## Instructions
- 1) Copy the passage of the article about the Afghan girls' robotics team word for word, starting at "The United States" up to and including "D.C this month.".
- 2) Write the next part of the news story about the Afghan girls' robotics team and their visa denials, starting right after its final sentence.

U.S. rejects travel visa for Afghan teenage girl robotics team

Go to the profile of Adrienne Mahsa Varkiani
by Adrienne Mahsa Varkiani


“We want to show the world we can do it, we just need a chance.”
The United States denied travel visas for six teenage girls from Afghanistan looking to attend an international robotics competition in Washington, D.C this month.
The all-girl team from Herat, a city in western Afghanistan, applied for a one-week travel visa to attend the FIRST Global Challenge in mid-July. To interview for their visas, they had to travel about 500 miles to the U.S. embassy in Kabul. They made that trek a second time after their first application was rejected, but they were rejected yet again.
Roya Mahboob, who founded the Citadel software company in Afghanistan and organized the team of girls, told Forbes that when the team heard their visa applications were rejected again, they cried all day.
“It’s a very important message for our people,” she said. “Robotics is very, very new in Afghanistan.”

## Data provided

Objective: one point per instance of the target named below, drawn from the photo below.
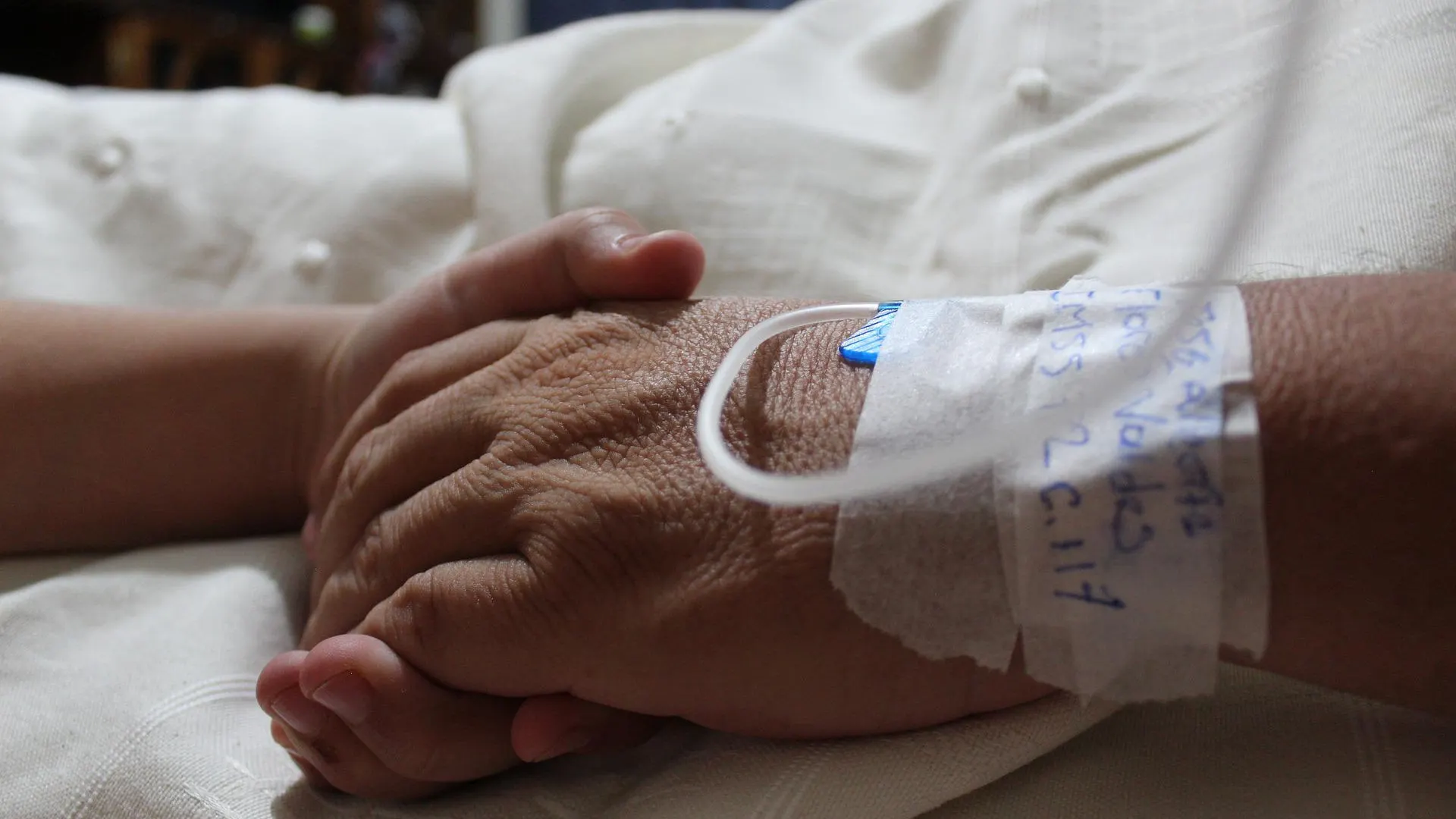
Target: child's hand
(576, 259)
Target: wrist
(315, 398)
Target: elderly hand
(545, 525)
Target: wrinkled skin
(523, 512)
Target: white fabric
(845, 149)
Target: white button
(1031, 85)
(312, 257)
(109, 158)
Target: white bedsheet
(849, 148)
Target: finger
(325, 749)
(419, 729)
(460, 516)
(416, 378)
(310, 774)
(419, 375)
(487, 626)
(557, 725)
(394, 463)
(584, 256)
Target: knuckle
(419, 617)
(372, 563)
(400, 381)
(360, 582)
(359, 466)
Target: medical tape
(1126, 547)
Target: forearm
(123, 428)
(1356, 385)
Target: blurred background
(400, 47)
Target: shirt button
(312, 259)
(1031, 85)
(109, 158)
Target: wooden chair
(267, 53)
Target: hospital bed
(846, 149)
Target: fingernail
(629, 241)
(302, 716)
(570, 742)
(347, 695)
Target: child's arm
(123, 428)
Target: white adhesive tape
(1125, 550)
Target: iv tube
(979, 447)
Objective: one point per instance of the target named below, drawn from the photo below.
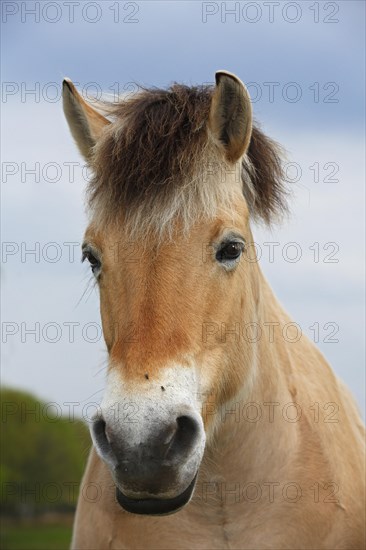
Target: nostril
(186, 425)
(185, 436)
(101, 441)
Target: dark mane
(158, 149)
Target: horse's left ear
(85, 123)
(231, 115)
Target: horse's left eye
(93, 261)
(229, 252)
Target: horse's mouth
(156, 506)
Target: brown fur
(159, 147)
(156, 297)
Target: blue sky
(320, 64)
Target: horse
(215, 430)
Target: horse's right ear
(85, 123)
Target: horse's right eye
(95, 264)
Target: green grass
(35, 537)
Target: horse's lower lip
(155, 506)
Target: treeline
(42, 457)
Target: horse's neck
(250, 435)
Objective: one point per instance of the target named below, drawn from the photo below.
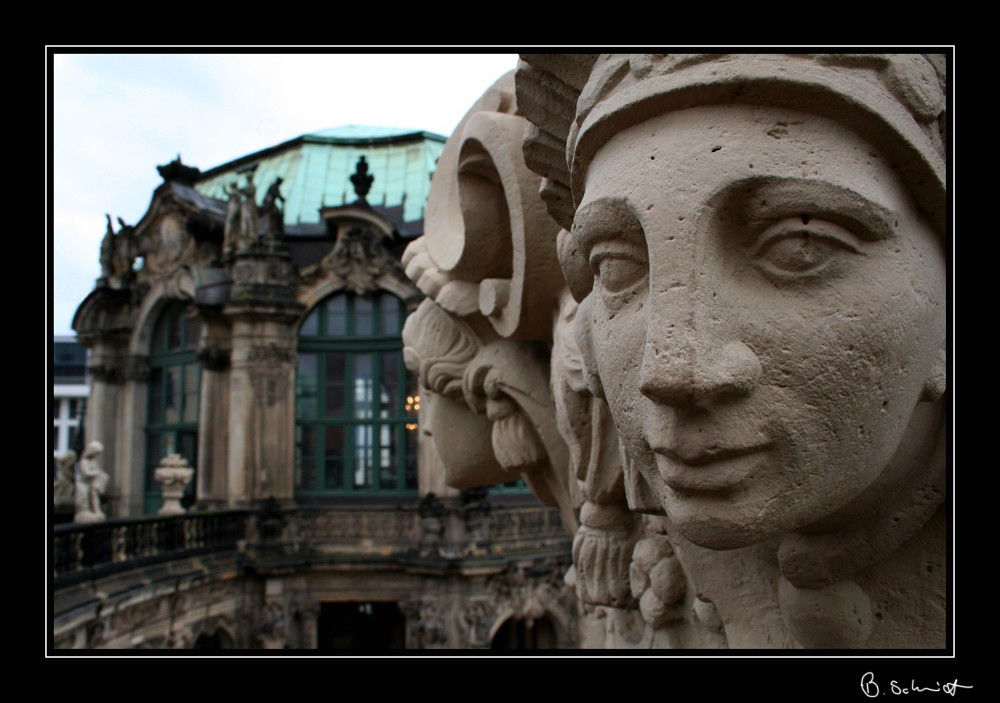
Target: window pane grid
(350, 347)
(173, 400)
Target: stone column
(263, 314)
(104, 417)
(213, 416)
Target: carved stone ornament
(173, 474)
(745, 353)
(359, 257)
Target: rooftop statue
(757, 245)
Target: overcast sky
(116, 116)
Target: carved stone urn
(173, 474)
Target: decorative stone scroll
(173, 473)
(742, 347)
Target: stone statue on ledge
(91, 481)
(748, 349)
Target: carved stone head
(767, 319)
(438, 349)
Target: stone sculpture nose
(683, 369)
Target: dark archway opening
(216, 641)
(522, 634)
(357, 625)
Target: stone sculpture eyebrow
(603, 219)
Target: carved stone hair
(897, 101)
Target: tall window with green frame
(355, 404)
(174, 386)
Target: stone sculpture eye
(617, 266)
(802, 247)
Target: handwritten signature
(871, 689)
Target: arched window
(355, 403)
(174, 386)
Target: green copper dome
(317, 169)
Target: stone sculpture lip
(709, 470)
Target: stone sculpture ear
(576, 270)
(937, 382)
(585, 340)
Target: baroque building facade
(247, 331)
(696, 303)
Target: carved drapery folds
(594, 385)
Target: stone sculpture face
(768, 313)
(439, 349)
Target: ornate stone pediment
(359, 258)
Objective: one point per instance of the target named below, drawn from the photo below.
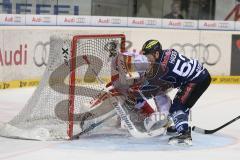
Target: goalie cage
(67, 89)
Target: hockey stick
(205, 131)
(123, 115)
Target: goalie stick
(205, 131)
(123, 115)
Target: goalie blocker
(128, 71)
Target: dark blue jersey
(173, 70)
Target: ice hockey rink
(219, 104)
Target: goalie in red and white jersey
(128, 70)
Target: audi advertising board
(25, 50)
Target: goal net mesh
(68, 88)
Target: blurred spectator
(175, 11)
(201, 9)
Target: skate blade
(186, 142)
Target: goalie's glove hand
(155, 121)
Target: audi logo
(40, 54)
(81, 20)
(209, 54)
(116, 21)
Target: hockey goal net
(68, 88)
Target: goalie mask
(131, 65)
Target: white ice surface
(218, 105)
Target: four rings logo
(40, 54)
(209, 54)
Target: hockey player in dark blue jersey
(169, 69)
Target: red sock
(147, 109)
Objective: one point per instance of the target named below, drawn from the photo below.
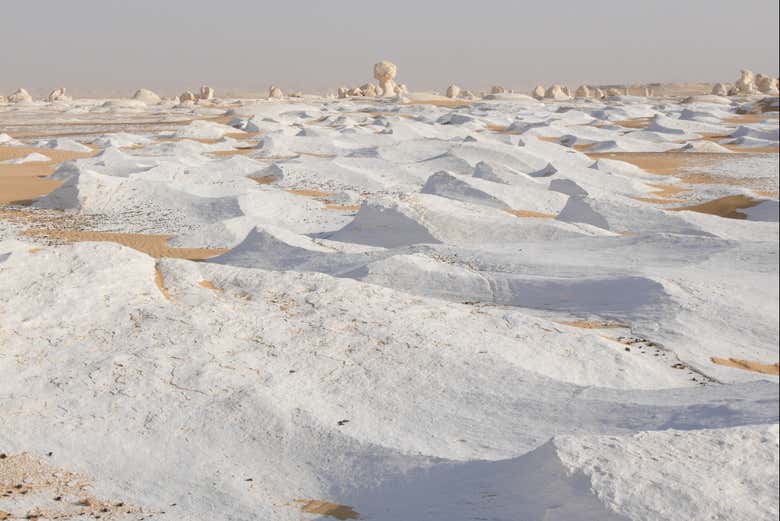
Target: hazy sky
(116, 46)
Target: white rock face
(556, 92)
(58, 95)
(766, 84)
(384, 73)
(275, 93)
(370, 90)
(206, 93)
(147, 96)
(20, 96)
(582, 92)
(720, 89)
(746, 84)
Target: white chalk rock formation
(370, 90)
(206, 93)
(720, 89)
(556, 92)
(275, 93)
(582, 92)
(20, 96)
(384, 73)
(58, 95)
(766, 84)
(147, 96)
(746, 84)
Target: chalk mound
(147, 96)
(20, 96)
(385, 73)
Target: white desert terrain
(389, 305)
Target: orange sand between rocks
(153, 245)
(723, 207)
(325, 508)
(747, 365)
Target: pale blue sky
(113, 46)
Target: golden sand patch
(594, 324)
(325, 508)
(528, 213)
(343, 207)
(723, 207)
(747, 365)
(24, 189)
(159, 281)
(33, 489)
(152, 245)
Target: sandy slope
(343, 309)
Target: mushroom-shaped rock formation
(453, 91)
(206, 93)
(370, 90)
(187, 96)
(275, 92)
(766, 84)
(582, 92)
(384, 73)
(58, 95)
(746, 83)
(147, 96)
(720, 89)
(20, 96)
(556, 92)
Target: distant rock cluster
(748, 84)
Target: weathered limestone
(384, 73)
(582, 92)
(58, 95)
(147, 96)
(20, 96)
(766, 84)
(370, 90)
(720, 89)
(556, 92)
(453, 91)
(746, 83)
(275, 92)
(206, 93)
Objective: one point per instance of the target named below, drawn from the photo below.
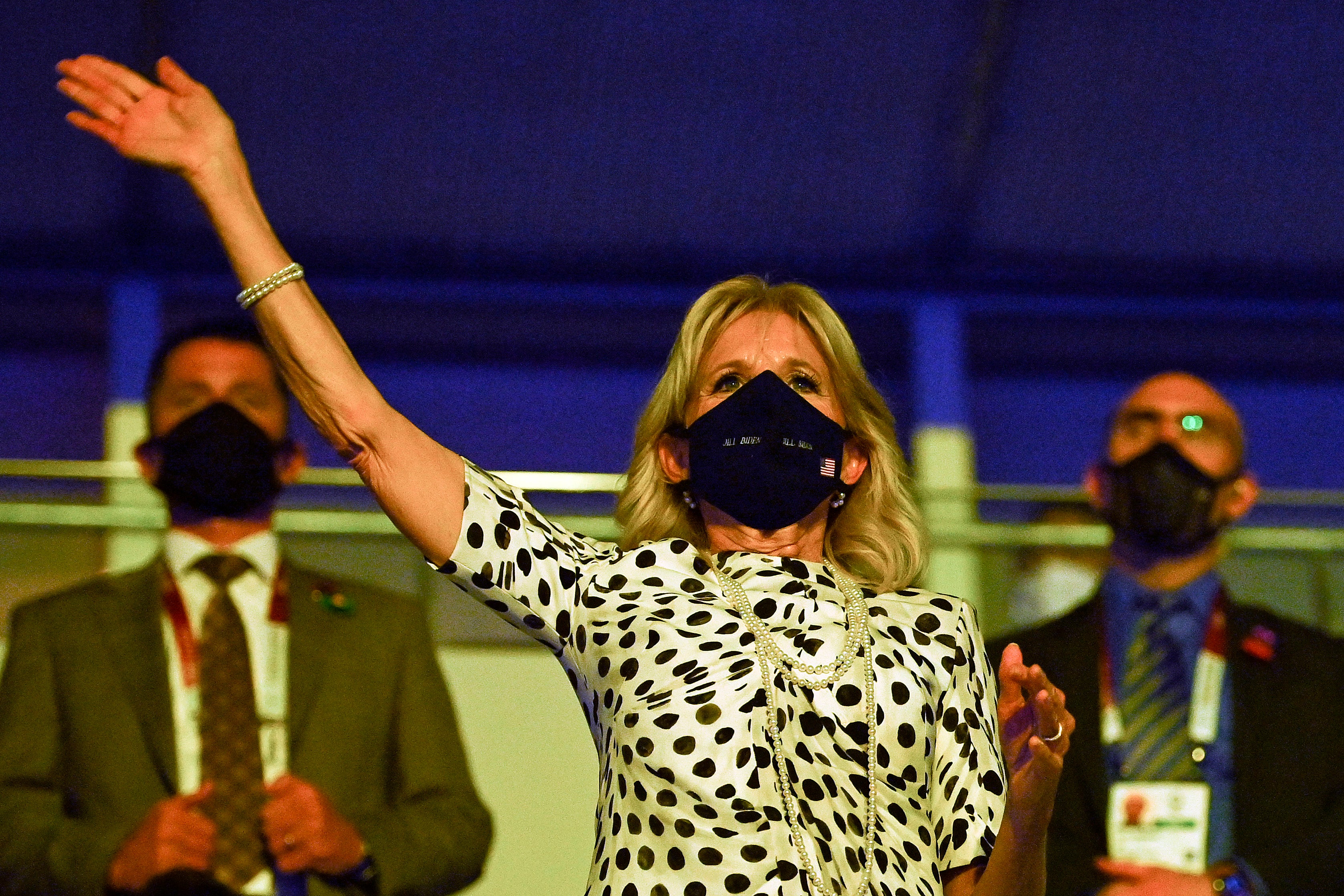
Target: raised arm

## Responses to the exercise
- 1)
The United States denied travel visas for six teenage girls from Afghanistan looking to attend an international robotics competition in Washington, D.C this month.

- 2)
The girls are still working on their ball-sorting robot and will send it to the competition, which they will watch over Skype.
Fatemah, a 14-year-old team member, told Forbes that she likes working with robots and creating something new. “We want to show the world we can do it, we just need a chance,” she said, speaking through a Persian translator.
FIRST Global President and former Congressman Joe Sestak (D-PA) told Forbes he’s saddened that the “extraordinarily brave young women” won’t be able to attend.
Mahboob is organizing a team of Afghani American girls to operate the robot at the competition in the team’s stead.
It’s not clear why the team of girls were unable to obtain a one-week travel visa. The organization stressed that they worked very closely with the State Department in seeking to get visas for teams from all countries attending the competition, and said it was a fair process.
As Forbes first reported, it’s hard for Afghan nationals to obtain visas to the United States. State Department records reveal that in April 2017, only 32 Afghan nationals received the B1/B2 business travel visas that the girls also applied for. For comparison, 1,492 nationals of neighboring Pakistan received that visa in the same month.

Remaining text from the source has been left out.